→ **Page extract**
*** Begin section ***

Effie Carr’s debut novel ‘Stamatia X’.

One of the most controversial chapters is a sexual encounter Stamatia has. The issue of consent is not clear and this is another theme which Carr, a lawyer, was keen to highlight in the book.

“That chapter divided my readers,” she says. “Stamatia is very young, 14–15 years old. Even though she is young, is she giving consent? Phillip is 18 and is an adult. But when he barges into the bathroom she is faced with this dilemma. Does she go along with it? I was interested in exploring this idea of consent. Because the law gives arbitrary cut-out dates. You can’t give consent until you are 16 years old. But children and young adults don’t all mature the same way. So far, different people are reading it in different ways. My role as an author is not to decide.”

Carr says she tried to dramatise historical conscience to help tell the story of the Elafopoulos family and that the period where the Greek junta was in power was a gift for her writing says the author.

“The way that the junta manipulated the Greek language, they had the Katharevousa, and I was fascinated by that during my research,” she says.

*** End section ***

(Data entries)
*** Begin section ***

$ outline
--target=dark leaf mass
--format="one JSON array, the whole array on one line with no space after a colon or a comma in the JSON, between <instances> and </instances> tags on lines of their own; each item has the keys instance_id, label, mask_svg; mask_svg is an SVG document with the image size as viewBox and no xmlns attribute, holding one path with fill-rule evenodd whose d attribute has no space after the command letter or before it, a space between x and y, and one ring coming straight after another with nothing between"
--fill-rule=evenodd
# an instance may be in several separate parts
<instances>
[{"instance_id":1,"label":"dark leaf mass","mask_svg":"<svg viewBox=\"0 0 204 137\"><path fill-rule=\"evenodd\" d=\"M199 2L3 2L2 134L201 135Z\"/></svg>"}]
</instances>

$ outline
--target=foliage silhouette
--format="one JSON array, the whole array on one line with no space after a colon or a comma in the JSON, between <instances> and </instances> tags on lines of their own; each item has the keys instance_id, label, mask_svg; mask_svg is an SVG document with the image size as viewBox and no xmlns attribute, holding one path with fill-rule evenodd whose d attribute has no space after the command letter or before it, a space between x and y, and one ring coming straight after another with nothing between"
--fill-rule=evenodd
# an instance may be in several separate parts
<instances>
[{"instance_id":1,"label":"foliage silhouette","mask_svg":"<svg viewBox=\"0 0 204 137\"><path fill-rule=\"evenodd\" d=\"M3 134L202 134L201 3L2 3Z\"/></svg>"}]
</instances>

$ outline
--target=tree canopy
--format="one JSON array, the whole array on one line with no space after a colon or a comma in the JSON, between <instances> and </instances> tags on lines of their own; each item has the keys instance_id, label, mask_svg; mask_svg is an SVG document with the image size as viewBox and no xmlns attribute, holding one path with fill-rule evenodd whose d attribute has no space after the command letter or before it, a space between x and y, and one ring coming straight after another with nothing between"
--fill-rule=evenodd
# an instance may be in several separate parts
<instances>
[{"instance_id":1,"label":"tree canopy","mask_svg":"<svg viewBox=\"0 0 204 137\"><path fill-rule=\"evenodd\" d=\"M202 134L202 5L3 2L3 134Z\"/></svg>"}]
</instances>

*** End section ***

→ **Directions**
From the interview excerpt on the novel, reproduce word for word the part that begins with the words containing "One of the most" and ends with "in the book.".

→ **Answer box**
One of the most controversial chapters is a sexual encounter Stamatia has. The issue of consent is not clear and this is another theme which Carr, a lawyer, was keen to highlight in the book.